§ **SOURCE DATA**:
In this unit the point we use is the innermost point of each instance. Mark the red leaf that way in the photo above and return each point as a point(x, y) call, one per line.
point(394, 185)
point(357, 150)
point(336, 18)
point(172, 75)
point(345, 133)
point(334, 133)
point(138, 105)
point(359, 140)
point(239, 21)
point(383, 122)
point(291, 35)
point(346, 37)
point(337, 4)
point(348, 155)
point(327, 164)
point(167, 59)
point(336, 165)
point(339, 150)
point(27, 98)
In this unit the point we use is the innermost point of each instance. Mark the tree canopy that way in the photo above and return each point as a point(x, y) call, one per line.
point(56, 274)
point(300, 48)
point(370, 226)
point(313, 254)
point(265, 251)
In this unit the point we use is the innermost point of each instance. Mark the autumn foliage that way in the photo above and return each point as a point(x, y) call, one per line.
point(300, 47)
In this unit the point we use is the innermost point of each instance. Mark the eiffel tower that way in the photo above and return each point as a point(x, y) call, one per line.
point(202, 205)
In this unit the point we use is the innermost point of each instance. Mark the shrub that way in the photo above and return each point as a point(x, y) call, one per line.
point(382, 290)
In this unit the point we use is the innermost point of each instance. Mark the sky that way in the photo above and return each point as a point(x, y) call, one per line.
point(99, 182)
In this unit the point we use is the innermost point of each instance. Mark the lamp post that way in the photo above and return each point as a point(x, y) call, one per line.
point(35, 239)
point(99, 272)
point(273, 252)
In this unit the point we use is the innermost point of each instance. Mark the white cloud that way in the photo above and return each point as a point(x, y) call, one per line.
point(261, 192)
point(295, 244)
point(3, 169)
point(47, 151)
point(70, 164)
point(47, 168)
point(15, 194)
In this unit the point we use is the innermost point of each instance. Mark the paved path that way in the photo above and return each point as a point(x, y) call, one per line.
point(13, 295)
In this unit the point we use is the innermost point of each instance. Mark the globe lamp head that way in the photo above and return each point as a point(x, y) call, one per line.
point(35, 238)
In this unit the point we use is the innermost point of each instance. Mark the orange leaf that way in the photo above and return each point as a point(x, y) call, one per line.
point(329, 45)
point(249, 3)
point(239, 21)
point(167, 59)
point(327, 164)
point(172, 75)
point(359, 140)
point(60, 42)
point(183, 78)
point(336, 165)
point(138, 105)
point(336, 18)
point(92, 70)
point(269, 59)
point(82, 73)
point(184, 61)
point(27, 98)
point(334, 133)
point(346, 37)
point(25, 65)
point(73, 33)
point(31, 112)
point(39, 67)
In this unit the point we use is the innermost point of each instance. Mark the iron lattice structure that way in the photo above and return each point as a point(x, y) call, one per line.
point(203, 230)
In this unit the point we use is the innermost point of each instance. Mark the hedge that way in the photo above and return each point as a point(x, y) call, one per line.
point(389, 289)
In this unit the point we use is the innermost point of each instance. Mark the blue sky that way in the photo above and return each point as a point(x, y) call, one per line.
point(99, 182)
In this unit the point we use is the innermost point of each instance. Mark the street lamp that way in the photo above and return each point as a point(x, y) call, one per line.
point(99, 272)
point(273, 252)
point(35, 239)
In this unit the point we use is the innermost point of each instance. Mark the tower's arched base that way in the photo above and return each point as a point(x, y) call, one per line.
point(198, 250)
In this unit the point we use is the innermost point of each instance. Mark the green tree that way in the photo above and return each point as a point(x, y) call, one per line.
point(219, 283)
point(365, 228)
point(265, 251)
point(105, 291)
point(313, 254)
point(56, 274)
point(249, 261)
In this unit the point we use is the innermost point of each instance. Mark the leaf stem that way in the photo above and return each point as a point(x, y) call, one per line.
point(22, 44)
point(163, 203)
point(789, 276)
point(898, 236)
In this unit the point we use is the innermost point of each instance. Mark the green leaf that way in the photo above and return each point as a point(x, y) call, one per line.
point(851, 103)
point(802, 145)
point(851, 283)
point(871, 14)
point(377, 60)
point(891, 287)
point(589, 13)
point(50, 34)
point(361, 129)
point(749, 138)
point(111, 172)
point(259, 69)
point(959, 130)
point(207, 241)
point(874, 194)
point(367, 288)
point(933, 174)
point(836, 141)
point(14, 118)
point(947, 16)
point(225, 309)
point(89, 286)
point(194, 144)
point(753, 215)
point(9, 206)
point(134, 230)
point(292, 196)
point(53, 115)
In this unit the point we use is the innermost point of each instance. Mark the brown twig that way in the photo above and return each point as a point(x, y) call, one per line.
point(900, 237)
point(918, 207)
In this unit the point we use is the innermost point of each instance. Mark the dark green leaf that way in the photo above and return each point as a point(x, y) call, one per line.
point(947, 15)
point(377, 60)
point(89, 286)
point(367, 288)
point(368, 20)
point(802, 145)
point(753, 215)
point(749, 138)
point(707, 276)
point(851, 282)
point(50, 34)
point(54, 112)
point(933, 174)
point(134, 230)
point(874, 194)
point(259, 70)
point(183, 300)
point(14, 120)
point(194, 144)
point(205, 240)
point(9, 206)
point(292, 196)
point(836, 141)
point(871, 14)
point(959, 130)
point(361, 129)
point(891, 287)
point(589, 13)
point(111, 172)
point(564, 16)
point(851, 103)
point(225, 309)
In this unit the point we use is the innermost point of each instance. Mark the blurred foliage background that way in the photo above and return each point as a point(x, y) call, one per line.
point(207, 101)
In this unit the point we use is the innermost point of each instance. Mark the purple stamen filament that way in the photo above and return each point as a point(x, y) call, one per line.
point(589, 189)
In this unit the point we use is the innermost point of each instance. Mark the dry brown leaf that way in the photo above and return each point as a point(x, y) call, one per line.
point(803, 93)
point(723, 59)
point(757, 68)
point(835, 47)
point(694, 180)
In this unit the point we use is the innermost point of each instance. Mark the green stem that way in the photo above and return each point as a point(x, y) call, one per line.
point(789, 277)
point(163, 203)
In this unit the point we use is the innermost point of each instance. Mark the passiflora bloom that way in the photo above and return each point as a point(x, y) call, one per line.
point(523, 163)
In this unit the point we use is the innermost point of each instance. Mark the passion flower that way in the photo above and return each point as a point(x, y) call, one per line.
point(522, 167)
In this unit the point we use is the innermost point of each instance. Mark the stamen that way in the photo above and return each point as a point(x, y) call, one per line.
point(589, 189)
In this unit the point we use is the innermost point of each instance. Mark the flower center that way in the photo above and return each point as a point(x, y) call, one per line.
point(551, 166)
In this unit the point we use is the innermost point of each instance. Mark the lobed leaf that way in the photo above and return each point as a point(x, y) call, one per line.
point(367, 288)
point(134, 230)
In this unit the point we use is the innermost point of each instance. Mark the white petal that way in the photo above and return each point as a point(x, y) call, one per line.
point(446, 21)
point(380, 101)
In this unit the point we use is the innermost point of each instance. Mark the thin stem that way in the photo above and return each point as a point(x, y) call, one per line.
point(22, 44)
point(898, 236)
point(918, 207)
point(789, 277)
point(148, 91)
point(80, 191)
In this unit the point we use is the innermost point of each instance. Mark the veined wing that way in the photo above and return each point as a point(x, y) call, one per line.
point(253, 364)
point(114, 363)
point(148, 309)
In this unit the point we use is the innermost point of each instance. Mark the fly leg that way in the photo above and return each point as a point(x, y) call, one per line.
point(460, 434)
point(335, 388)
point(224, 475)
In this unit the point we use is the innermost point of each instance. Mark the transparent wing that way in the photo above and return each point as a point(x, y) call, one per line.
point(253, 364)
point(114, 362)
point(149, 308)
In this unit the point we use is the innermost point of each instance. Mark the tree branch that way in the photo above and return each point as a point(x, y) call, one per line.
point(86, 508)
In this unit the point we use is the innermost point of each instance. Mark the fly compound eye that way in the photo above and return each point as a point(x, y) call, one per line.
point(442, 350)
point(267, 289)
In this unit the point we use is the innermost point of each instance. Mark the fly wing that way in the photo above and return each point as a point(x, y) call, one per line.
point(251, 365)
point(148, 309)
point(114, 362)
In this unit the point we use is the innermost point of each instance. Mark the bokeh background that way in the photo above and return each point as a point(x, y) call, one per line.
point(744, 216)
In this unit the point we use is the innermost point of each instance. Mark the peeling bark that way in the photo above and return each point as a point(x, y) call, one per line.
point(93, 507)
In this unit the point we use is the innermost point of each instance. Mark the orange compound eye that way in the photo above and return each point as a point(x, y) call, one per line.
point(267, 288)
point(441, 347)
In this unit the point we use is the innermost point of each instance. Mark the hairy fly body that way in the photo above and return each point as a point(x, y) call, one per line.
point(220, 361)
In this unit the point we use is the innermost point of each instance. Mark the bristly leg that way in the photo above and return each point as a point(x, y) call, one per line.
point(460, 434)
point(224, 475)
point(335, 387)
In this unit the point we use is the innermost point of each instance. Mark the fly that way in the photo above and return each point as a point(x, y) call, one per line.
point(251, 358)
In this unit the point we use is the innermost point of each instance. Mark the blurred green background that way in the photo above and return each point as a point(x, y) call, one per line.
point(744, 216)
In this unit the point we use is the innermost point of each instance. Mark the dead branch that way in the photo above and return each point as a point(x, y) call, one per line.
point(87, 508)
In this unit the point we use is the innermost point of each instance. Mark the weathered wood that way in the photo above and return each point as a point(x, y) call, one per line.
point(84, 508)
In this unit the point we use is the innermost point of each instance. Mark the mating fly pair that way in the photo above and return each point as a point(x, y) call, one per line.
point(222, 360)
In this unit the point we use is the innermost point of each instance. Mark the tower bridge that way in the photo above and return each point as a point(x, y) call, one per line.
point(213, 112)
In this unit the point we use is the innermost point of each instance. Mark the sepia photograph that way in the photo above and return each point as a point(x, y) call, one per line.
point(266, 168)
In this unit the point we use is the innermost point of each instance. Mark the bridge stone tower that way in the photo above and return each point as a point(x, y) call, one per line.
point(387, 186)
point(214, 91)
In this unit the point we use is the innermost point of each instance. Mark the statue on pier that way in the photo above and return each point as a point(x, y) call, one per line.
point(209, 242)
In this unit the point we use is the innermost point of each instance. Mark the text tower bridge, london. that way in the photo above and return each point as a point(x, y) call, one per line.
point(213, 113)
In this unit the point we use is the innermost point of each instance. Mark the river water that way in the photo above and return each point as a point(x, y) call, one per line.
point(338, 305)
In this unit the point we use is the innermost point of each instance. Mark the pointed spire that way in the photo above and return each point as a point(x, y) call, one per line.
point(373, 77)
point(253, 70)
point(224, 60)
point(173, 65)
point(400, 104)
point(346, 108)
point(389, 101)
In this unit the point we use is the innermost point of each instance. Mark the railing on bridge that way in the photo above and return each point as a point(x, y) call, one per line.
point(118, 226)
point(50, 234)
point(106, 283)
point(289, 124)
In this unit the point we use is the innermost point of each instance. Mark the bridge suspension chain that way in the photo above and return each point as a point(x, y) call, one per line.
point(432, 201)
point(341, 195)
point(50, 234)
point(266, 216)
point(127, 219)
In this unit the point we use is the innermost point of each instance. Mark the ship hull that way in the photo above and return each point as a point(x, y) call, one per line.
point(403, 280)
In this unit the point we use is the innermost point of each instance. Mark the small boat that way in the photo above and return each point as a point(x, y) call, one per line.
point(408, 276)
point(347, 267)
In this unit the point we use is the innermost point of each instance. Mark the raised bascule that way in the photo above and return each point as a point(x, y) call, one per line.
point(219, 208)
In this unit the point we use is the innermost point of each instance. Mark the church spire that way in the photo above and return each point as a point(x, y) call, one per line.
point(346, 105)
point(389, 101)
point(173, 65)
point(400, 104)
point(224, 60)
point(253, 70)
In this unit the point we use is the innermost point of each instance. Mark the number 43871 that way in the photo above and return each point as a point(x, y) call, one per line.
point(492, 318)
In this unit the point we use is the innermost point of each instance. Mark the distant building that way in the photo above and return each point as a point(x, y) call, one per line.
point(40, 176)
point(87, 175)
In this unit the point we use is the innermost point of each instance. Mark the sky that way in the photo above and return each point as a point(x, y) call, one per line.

§ **STATED PROBLEM**:
Nothing but the lines from the line with "Mark the church" to the last line of the listing above should appear; please retype them exactly, both ends included.

§ **SOLUTION TO THIS TASK**:
In this unit the point we use is the innermost point of each instance. Mark the church spire that way in the photo above and return each point as a point(x, y) call, one per line.
point(346, 105)
point(389, 101)
point(173, 65)
point(400, 104)
point(224, 60)
point(253, 70)
In this unit the point we use is the innermost point of each instance. Mark the number 43871 that way in the photo above and return each point as a point(x, y) call, one per line.
point(492, 318)
In this unit the point we use is the innermost point of each instance. Mark the distant building that way in the photo above and return each point as a point(x, y) call, one per line.
point(40, 176)
point(87, 175)
In this unit the point we use is the innermost point of each instance. Mark the sky that way in the photo above and return each point as a point(x, y) call, one per line.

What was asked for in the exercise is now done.